## Directive:
Find the line containing "Objective — one point per instance of the bird's eye" in the material below; copy that line and all following lines exactly.
---
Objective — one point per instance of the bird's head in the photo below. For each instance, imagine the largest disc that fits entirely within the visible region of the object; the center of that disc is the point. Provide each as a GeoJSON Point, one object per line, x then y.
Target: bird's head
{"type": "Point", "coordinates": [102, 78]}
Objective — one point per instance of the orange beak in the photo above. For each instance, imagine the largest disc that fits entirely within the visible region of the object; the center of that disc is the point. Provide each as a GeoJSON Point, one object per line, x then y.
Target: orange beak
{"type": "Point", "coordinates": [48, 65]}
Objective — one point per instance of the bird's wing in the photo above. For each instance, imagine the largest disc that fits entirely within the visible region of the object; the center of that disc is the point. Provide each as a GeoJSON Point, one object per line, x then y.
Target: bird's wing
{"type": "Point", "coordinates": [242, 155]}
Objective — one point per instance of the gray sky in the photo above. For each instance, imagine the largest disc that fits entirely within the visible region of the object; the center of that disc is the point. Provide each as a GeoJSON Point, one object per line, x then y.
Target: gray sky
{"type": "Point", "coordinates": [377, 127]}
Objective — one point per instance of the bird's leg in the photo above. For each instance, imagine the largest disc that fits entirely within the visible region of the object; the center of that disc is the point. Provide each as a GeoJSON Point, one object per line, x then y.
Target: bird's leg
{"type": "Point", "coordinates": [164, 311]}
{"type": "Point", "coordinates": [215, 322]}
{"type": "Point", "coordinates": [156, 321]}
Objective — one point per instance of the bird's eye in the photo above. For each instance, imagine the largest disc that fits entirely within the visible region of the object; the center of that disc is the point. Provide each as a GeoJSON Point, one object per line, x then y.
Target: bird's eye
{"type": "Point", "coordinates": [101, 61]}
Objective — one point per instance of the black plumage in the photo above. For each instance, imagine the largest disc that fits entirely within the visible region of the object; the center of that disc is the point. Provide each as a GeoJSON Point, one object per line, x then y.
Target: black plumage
---
## Correct output:
Objective — one point per instance of the bird's eye in the photo above. For each instance, imagine the largest disc that fits entirely within the visible region of the object; the center of that disc is the point. Provide each as a GeoJSON Point, one object per line, x then y.
Target: bird's eye
{"type": "Point", "coordinates": [101, 61]}
Objective — one point per instance of the black plumage in the photo above. For each instance, imagine the largest disc that fits entirely within the visible region of the object; the center of that disc is the point. Provide each as a GeoJSON Point, one object per line, x then y.
Target: black plumage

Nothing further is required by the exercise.